AUFGABENSTELLUNG - Zähle bitte alle Themen auf, zu denen laut dem Artikel unten im Buch Fragen beleuchtet werden.

Ultrakurzbeschreibung:

Akteur_innen der polyamore Szene Wiens berichten von ihrer Lebenswirklichkeit, wie mit einem Bekenntnis zur Polyamorie ein Perspektivenwechsel der Reflexion von Gefühlen, ein Wandel im emotionalen Stil einher geht. So werden Praktiken, die innerhalb der monogamen Norm negativ belegt sind, durch das „Mitfreuen“ positiv umgedeutet. Gleichzeitig etablieren sich innerhalb der polyamoren Szene neue emotionale Normen, Zwänge und Wertvorstellungen.

Kurzbeschreibung:

Polyamorie bedeutet die Möglichkeit im Wissen und Einverständnis aller Beteiligten mehrere sexuelle und emotionale Beziehungen zur gleichen Zeit einzugehen. Sie bezeichnet somit ein Beziehungsmodell und die Idee einer vielgestaltigen intimen Verbundenheit. Karoline Boehm untersucht die nicht monogamen Handlungen in ihrem Buch vor dem Hintergrund gegenwärtiger, gesellschaftlicher Veränderungen. Ihren Fokus legt sie auf Praktiken der Intimität, sowie auf Aushandlungsprozesse in Biografien und polyamoren (Beziehungs-) Alltagen. Beleuchtet werden dabei Fragen von Identität, Begehren, Szenekonstitution, Normalisierung und Gestaltung der Lebensform, die ein facettenreiches Bild über den Wandel emotionaler und sexueller Kulturen zu erkennen geben.

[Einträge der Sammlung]

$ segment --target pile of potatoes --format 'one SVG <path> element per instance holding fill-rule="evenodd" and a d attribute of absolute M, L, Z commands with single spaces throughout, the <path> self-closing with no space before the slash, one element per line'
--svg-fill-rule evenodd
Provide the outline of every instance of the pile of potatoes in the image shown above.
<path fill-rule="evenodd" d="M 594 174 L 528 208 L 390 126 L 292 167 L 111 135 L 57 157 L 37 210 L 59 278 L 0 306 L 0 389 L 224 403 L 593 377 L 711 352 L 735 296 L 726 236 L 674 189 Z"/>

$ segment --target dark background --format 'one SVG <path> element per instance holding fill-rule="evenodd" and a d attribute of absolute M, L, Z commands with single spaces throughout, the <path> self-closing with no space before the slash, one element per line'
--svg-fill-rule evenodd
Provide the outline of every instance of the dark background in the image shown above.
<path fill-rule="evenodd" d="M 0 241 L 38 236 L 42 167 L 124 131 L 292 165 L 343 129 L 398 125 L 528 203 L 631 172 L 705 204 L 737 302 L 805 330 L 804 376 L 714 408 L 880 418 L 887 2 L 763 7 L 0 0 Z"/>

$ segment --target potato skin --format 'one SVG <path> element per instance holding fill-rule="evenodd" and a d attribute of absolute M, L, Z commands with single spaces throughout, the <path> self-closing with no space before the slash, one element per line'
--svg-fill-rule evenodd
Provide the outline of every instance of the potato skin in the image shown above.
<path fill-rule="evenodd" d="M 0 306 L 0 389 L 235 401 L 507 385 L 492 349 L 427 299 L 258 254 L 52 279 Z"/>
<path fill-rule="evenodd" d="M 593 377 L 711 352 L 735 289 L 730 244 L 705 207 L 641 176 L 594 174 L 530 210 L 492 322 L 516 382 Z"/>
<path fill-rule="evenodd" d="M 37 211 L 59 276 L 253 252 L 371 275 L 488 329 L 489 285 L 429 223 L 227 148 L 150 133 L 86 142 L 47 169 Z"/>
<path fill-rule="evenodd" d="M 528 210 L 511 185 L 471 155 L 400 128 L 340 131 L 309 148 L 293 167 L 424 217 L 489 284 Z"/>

ANTWORT - Identität, Begehren, Szenekonstitution, Normalisierung und Gestaltung der Lebensform.